(Exercise directions) Nothing but the lines from the one containing "# place a dot on each instance of the white canvas" through the end of the material should be restated, and each exactly.
※
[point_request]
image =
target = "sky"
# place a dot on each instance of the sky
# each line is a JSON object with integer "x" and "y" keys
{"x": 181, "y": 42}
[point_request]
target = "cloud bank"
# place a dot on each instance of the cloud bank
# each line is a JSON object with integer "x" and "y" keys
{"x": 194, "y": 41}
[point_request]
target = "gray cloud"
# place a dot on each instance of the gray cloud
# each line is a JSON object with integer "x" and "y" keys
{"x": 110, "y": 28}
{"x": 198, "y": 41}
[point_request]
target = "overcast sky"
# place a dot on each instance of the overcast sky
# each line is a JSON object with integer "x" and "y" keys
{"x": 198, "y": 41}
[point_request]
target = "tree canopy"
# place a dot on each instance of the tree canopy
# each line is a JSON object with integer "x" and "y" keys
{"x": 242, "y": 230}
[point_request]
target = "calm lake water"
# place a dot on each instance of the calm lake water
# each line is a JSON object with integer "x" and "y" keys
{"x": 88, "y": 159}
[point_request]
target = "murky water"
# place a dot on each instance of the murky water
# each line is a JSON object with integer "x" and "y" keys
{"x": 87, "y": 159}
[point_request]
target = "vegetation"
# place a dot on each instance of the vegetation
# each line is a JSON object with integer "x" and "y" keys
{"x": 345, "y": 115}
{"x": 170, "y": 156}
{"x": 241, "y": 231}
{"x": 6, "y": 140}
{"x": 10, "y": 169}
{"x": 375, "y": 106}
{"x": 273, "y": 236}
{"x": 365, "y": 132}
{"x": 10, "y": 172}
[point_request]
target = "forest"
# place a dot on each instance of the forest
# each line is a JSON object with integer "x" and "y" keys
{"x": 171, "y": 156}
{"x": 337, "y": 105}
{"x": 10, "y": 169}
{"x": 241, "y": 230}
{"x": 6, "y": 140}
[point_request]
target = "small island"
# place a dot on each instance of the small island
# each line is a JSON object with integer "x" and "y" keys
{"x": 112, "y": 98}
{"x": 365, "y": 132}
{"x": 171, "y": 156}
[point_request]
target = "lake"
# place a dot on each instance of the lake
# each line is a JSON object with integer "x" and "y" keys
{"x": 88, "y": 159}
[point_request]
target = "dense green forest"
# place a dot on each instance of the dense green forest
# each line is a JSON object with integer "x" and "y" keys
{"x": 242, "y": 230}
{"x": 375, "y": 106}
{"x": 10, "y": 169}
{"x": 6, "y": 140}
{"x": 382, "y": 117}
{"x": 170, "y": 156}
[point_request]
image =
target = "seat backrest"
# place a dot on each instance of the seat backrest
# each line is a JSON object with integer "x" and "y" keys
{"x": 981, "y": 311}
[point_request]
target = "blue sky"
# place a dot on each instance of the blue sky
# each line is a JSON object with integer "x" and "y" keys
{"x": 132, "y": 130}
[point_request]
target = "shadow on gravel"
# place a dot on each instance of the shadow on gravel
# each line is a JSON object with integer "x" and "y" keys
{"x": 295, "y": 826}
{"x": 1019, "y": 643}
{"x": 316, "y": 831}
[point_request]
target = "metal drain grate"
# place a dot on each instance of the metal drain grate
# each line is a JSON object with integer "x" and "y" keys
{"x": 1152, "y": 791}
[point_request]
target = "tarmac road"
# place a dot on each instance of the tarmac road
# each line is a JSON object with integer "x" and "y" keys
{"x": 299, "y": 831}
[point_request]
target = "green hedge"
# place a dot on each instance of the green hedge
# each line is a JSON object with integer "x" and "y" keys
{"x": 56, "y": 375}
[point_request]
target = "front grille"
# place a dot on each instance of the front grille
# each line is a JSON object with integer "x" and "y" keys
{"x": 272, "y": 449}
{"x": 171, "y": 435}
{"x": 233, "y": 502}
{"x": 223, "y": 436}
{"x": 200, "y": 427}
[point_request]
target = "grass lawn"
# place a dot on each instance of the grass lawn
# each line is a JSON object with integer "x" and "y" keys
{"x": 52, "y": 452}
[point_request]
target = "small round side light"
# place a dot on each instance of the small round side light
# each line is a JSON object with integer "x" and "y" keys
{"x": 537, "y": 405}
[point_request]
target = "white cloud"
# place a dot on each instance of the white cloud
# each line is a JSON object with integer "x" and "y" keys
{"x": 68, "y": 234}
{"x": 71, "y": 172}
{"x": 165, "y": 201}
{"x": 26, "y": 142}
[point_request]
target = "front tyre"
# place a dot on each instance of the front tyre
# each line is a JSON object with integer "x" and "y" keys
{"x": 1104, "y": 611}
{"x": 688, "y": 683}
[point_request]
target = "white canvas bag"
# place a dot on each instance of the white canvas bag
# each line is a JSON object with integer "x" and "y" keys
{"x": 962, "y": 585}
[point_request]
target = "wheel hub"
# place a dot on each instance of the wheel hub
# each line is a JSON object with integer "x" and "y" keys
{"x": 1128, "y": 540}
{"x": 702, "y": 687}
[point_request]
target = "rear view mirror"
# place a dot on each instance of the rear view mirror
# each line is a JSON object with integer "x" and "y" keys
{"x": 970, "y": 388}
※
(Exercise output)
# place a dot on each instance of the white canvas bag
# each line is a JSON object with integer "x" and "y" keys
{"x": 962, "y": 585}
[point_request]
target = "wheel hub"
# place a dot on each instance of the wheel hub
# each line is a JSON object with integer "x" and "y" keys
{"x": 1128, "y": 540}
{"x": 702, "y": 687}
[point_request]
target = "rear view mirror"
# place a dot on each instance of the rear view mirror
# each line is a JSON object with integer "x" and "y" keys
{"x": 970, "y": 388}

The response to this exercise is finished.